[Collected data]
....

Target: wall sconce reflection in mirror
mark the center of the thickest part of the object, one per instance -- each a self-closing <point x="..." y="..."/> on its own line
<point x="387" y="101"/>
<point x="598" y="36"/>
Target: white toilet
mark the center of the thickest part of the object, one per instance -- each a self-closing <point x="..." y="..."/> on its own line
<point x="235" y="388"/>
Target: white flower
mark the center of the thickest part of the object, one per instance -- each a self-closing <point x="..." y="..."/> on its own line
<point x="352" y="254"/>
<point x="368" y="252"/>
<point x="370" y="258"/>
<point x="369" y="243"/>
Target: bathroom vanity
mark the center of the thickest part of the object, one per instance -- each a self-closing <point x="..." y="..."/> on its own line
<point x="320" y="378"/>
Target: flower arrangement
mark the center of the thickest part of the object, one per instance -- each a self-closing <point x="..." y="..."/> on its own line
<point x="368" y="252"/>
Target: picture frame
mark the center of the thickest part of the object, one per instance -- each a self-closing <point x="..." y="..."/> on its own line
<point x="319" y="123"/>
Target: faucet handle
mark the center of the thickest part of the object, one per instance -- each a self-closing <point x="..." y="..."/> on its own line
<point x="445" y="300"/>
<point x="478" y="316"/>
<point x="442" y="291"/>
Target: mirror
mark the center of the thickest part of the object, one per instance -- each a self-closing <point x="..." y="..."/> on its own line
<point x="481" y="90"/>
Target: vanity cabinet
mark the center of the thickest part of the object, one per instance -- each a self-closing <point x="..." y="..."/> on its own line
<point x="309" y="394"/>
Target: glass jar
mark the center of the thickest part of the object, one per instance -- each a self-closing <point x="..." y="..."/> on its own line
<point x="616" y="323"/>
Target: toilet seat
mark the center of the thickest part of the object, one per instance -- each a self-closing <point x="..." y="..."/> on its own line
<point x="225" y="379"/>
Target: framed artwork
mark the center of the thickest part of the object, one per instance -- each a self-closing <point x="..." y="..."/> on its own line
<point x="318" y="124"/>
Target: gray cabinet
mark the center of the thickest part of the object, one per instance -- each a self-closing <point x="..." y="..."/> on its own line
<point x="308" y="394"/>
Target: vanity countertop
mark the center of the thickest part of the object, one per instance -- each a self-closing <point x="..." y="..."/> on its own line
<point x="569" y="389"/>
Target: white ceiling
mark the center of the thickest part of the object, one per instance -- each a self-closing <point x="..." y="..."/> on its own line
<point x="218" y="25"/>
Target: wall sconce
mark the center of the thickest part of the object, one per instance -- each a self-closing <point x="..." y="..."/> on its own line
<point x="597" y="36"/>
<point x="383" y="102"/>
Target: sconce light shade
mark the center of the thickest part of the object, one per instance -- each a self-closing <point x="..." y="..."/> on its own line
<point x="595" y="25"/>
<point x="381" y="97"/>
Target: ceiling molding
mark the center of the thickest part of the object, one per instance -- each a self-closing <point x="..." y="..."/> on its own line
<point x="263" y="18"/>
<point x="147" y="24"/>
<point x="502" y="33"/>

....

Extract every line from the one containing "Target: sconce light shade" through the last line of the data, inclusive, exactly as written.

Target: sconce light shade
mark the center of the thickest part of the object, one per instance -- each a self-closing <point x="..." y="..."/> on its own line
<point x="595" y="25"/>
<point x="381" y="97"/>
Target: ceiling molding
mark the center of the thickest part of the object, one per instance -- each a self-closing <point x="..." y="..."/> on its own line
<point x="263" y="18"/>
<point x="147" y="24"/>
<point x="502" y="33"/>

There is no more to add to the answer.